Data shown Start Marker
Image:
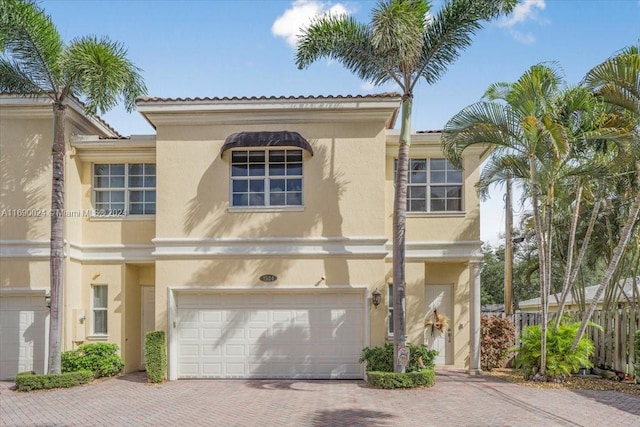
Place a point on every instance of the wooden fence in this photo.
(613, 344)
Data shown End Marker
Data shown Start Marker
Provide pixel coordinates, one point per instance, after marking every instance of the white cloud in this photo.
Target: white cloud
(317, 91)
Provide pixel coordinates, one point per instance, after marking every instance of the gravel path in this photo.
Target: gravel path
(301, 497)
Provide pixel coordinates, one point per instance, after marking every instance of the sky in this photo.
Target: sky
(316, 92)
Data shown End Marker
Show, from the listing above, each line that contains the word "after".

• Problem solution:
Provide pixel coordinates, one point per instance, after marking every instance of the white cloud in this photo.
Provide pixel coordinates, one point per instance, after marking every instance of the gravel path in this photo.
Provide pixel coordinates, one point per instance, after marking every instance of the sky in this photo.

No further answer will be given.